Records excerpted from a collection:
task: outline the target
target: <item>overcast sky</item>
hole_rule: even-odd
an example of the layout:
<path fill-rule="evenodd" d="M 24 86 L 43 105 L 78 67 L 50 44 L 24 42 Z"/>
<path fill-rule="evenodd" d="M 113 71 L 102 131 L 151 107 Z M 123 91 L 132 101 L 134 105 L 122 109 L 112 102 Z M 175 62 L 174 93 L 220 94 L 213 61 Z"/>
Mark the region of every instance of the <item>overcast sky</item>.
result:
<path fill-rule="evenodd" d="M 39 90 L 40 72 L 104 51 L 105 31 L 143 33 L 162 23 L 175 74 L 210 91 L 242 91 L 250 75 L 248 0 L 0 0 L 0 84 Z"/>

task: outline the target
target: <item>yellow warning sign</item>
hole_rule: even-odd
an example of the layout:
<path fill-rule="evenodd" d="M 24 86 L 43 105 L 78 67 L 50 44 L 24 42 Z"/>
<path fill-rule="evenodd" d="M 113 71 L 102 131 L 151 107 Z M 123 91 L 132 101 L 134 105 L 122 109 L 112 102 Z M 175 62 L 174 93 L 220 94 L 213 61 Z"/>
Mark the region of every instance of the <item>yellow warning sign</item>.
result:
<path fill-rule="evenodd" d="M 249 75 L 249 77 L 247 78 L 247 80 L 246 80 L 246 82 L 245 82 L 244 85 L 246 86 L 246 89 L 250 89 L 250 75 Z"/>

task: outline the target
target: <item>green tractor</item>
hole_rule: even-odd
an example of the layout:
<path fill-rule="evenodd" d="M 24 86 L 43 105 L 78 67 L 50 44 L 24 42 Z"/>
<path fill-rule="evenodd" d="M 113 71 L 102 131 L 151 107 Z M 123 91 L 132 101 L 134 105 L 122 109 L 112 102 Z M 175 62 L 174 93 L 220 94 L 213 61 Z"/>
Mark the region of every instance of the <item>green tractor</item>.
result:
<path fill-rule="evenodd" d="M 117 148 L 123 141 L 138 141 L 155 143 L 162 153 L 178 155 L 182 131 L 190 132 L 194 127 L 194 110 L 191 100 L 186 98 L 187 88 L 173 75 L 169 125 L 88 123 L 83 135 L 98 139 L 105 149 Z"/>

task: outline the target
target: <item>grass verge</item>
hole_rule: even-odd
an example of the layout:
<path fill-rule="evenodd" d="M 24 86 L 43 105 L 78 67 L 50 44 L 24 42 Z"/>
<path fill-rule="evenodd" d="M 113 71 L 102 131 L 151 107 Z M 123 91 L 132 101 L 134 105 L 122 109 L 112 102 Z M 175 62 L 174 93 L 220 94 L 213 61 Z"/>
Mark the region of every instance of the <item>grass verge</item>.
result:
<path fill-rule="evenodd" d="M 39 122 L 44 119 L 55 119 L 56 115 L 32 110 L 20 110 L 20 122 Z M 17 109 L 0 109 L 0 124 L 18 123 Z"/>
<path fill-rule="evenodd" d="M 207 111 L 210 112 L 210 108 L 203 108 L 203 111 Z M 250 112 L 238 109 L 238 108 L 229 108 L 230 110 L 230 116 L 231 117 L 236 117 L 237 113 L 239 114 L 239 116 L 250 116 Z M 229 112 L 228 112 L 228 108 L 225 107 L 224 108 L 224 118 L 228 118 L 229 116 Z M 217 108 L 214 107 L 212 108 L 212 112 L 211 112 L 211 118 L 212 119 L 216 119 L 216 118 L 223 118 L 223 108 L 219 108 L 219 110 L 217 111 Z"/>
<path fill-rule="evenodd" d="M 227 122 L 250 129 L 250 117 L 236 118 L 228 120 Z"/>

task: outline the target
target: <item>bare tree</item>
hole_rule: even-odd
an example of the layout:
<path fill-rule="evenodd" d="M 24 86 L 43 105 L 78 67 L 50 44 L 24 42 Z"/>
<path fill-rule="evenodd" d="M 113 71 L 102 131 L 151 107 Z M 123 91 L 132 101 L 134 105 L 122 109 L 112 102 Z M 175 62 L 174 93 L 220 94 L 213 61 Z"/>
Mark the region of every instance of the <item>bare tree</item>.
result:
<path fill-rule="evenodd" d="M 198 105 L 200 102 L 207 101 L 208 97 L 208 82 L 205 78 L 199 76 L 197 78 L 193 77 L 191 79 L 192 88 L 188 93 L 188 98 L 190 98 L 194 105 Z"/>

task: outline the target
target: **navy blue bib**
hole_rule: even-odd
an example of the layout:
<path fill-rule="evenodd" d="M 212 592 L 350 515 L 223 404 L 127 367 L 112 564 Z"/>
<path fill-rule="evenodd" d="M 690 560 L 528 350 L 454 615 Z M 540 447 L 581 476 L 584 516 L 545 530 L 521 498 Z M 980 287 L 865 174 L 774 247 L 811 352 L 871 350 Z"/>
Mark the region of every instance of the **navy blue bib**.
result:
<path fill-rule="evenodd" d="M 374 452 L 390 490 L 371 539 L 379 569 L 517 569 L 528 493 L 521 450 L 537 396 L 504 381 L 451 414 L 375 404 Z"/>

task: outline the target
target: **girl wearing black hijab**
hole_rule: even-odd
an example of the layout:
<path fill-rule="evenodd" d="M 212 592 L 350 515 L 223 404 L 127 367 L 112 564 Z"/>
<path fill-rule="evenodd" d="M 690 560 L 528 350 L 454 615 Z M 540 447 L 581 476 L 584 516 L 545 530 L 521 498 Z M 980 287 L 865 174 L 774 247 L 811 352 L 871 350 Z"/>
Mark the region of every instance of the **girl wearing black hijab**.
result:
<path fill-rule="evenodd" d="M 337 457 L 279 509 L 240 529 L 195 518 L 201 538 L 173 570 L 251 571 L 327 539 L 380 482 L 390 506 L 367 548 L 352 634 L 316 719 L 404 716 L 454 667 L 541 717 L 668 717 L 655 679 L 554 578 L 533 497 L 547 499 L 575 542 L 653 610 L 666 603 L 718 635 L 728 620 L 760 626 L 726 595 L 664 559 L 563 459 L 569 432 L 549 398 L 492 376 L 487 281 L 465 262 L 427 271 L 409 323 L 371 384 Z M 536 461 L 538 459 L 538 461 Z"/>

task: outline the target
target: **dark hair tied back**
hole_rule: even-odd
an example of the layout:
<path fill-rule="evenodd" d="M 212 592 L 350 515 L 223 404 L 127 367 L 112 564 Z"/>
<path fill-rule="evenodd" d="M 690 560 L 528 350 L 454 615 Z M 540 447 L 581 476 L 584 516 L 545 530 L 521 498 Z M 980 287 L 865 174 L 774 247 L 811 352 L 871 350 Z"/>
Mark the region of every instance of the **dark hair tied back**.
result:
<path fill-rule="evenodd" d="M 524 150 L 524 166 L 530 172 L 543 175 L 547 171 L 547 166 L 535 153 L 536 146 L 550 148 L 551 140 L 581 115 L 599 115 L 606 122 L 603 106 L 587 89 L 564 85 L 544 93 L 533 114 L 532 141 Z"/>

§ What you should do: Reproduce each of the items above verbatim, line for line and in their original order, omitting nothing.

§ Exercise solution:
task: outline the target
target: <item>overcast sky</item>
hole_rule: even-odd
an example of the layout:
<path fill-rule="evenodd" d="M 24 86 L 43 105 L 78 67 L 50 44 L 24 42 Z"/>
<path fill-rule="evenodd" d="M 113 71 L 102 131 L 151 107 Z M 123 91 L 132 101 L 134 105 L 122 109 L 112 102 Z M 175 62 L 174 93 L 220 94 L 213 61 Z"/>
Mark the region of every instance of the <item>overcast sky</item>.
result:
<path fill-rule="evenodd" d="M 39 90 L 40 72 L 104 51 L 105 31 L 143 33 L 162 23 L 175 74 L 210 91 L 242 91 L 250 75 L 248 0 L 0 0 L 0 84 Z"/>

task: outline the target
target: <item>yellow warning sign</item>
hole_rule: even-odd
an example of the layout:
<path fill-rule="evenodd" d="M 24 86 L 43 105 L 78 67 L 50 44 L 24 42 Z"/>
<path fill-rule="evenodd" d="M 113 71 L 102 131 L 151 107 Z M 123 91 L 132 101 L 134 105 L 122 109 L 112 102 Z M 175 62 L 174 93 L 220 94 L 213 61 Z"/>
Mark the region of every instance of the <item>yellow warning sign</item>.
result:
<path fill-rule="evenodd" d="M 249 75 L 249 77 L 247 78 L 247 80 L 246 80 L 246 82 L 245 82 L 244 85 L 246 86 L 246 89 L 250 89 L 250 75 Z"/>

task: outline the target
target: <item>green tractor</item>
hole_rule: even-odd
an example of the layout:
<path fill-rule="evenodd" d="M 24 86 L 43 105 L 78 67 L 50 44 L 24 42 Z"/>
<path fill-rule="evenodd" d="M 113 71 L 102 131 L 151 107 Z M 123 91 L 132 101 L 134 105 L 122 109 L 112 102 Z M 175 62 L 174 93 L 220 94 L 213 61 Z"/>
Mark the region of every instance of the <item>green tractor</item>.
result:
<path fill-rule="evenodd" d="M 117 148 L 123 141 L 138 141 L 155 143 L 162 153 L 178 155 L 182 131 L 190 132 L 194 127 L 194 110 L 191 100 L 186 98 L 187 88 L 173 75 L 169 125 L 88 123 L 83 135 L 98 139 L 105 149 Z"/>

task: outline the target
target: <item>grass verge</item>
hole_rule: even-odd
an example of the layout:
<path fill-rule="evenodd" d="M 24 86 L 43 105 L 78 67 L 50 44 L 24 42 Z"/>
<path fill-rule="evenodd" d="M 113 71 L 102 131 L 151 107 Z M 123 91 L 132 101 L 134 105 L 122 109 L 112 102 Z M 175 62 L 174 93 L 220 94 L 213 61 Z"/>
Mark the region of every instance of the <item>grass verge</item>.
result:
<path fill-rule="evenodd" d="M 39 122 L 44 119 L 55 119 L 56 115 L 32 110 L 20 110 L 20 122 Z M 17 109 L 0 109 L 0 124 L 18 123 Z"/>
<path fill-rule="evenodd" d="M 207 111 L 210 112 L 210 108 L 203 108 L 203 111 Z M 250 112 L 238 109 L 238 108 L 229 108 L 230 110 L 230 116 L 231 117 L 236 117 L 237 113 L 239 114 L 239 116 L 250 116 Z M 229 112 L 228 112 L 228 108 L 225 107 L 224 108 L 224 118 L 228 118 L 229 116 Z M 217 108 L 214 107 L 212 108 L 212 112 L 211 112 L 211 118 L 212 119 L 216 119 L 216 118 L 223 118 L 223 108 L 219 108 L 219 110 L 217 111 Z"/>
<path fill-rule="evenodd" d="M 227 122 L 250 129 L 250 117 L 236 118 L 228 120 Z"/>

task: outline the target
target: <item>bare tree</item>
hole_rule: even-odd
an example of the layout:
<path fill-rule="evenodd" d="M 24 86 L 43 105 L 78 67 L 50 44 L 24 42 Z"/>
<path fill-rule="evenodd" d="M 113 71 L 102 131 L 151 107 Z M 123 91 L 132 101 L 134 105 L 122 109 L 112 102 Z M 175 62 L 174 93 L 220 94 L 213 61 Z"/>
Mark the region of every instance of the <item>bare tree</item>.
result:
<path fill-rule="evenodd" d="M 198 105 L 200 102 L 207 101 L 208 97 L 208 82 L 205 78 L 199 76 L 197 78 L 193 77 L 191 79 L 192 88 L 188 93 L 188 98 L 190 98 L 194 105 Z"/>

task: outline the target
target: **navy blue bib**
hole_rule: even-odd
an example of the layout:
<path fill-rule="evenodd" d="M 212 592 L 350 515 L 223 404 L 127 367 L 112 564 Z"/>
<path fill-rule="evenodd" d="M 690 560 L 528 350 L 454 615 Z M 540 447 L 581 476 L 584 516 L 545 530 L 521 498 Z M 980 287 L 865 174 L 774 247 L 811 352 L 871 350 Z"/>
Mark the region of every instance of the **navy blue bib**.
result:
<path fill-rule="evenodd" d="M 374 452 L 390 490 L 371 539 L 379 569 L 517 569 L 528 493 L 521 450 L 537 396 L 504 381 L 451 414 L 375 404 Z"/>

task: outline the target
target: **girl wearing black hijab**
hole_rule: even-odd
an example of the layout:
<path fill-rule="evenodd" d="M 212 592 L 350 515 L 223 404 L 127 367 L 112 564 Z"/>
<path fill-rule="evenodd" d="M 690 560 L 528 350 L 454 615 Z M 540 447 L 581 476 L 584 516 L 545 530 L 521 498 Z M 980 287 L 865 174 L 774 247 L 811 352 L 871 350 Z"/>
Mark the region of every instance of the **girl wearing black hijab**.
result:
<path fill-rule="evenodd" d="M 337 457 L 279 509 L 240 529 L 195 518 L 201 538 L 173 570 L 251 571 L 327 539 L 380 482 L 390 506 L 367 548 L 352 634 L 316 719 L 404 716 L 454 667 L 541 717 L 668 717 L 655 679 L 554 578 L 533 497 L 547 499 L 575 542 L 653 610 L 666 603 L 718 635 L 728 620 L 760 626 L 726 595 L 664 559 L 563 459 L 569 432 L 549 398 L 492 376 L 487 281 L 465 262 L 427 271 L 409 323 L 371 384 Z M 536 461 L 538 459 L 538 461 Z"/>

task: outline the target
target: **dark hair tied back**
hole_rule: even-odd
an example of the layout:
<path fill-rule="evenodd" d="M 212 592 L 350 515 L 223 404 L 127 367 L 112 564 Z"/>
<path fill-rule="evenodd" d="M 690 560 L 528 350 L 454 615 Z M 540 447 L 581 476 L 584 516 L 545 530 L 521 498 Z M 980 287 L 865 174 L 774 247 L 811 352 L 871 350 Z"/>
Mark the region of every instance of the **dark hair tied back**.
result:
<path fill-rule="evenodd" d="M 524 150 L 524 166 L 530 172 L 543 175 L 547 171 L 547 166 L 535 153 L 536 146 L 550 148 L 551 140 L 581 115 L 599 115 L 606 122 L 603 106 L 587 89 L 564 85 L 544 93 L 533 114 L 532 141 Z"/>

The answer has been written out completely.